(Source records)
Start

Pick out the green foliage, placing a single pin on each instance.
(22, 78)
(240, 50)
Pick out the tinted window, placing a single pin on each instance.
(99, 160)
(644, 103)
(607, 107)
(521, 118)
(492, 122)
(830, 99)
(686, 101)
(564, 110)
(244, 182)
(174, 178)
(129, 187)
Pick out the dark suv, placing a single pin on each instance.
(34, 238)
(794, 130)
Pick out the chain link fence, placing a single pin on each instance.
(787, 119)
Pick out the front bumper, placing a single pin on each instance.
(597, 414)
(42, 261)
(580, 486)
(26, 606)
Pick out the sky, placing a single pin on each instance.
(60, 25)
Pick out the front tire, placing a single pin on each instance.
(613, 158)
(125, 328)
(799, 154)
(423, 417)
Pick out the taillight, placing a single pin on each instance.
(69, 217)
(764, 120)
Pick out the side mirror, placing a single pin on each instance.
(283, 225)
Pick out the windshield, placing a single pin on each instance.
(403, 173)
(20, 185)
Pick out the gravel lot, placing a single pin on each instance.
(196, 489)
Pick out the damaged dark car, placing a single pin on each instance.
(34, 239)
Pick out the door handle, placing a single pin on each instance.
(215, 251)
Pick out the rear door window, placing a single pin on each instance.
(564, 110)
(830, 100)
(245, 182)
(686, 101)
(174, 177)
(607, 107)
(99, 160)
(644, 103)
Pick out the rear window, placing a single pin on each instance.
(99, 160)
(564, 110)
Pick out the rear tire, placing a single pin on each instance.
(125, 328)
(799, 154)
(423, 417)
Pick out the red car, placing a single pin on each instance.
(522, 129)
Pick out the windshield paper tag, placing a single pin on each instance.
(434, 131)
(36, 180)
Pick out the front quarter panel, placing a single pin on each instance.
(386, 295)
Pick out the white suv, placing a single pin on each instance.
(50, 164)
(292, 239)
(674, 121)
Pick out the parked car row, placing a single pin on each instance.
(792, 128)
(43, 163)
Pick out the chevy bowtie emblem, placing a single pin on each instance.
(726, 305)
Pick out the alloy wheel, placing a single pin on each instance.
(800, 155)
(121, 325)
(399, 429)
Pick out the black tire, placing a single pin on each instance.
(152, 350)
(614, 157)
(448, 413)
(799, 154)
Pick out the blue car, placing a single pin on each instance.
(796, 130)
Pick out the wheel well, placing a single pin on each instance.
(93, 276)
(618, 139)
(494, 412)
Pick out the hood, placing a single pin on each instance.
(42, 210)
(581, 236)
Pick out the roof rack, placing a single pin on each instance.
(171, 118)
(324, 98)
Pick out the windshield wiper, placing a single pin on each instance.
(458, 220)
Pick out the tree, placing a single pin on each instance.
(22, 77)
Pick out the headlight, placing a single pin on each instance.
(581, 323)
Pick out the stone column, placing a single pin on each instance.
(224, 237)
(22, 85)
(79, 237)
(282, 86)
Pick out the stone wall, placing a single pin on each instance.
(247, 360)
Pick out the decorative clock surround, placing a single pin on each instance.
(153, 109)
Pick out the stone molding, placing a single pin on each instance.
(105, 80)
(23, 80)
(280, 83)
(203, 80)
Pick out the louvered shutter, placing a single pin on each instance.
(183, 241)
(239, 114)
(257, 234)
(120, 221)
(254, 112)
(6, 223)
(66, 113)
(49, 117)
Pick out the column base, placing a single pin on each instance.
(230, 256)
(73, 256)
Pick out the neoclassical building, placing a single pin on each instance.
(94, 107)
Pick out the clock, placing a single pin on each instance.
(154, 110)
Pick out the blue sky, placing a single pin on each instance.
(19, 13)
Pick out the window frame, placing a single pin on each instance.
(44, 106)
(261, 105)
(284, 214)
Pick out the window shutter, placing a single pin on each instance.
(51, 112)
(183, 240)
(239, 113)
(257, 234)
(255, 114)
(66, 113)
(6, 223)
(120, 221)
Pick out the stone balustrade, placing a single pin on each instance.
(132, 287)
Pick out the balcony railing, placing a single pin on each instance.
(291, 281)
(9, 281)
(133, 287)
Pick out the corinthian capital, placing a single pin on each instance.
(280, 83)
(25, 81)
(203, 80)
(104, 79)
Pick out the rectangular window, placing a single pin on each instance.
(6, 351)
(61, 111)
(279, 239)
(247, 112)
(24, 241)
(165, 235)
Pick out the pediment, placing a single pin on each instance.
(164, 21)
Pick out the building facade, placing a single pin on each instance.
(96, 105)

End

▶ [To do]: Copy the part of the data that opens with the line containing "Pick out the stone balustrade, placing" and runs through the end of the data, both ends included and every request kept. Add 109 to each number in the coordinate answers.

▶ [Completed task]:
Pick out the stone balustrade, placing a single pin on each instance.
(241, 396)
Pick out the balcony railing, placing a single pin on each instance.
(400, 390)
(118, 390)
(242, 396)
Pick out the corinthian capital, placing a single pin on each instance.
(389, 192)
(134, 190)
(312, 189)
(213, 188)
Pick out the rectangular window, placing a single pin on each instance.
(115, 460)
(170, 220)
(388, 348)
(356, 221)
(133, 350)
(274, 344)
Pick out the pediment, placing a single pin on each instance.
(273, 130)
Pick out the building facade, placing a single pin on each instance.
(205, 214)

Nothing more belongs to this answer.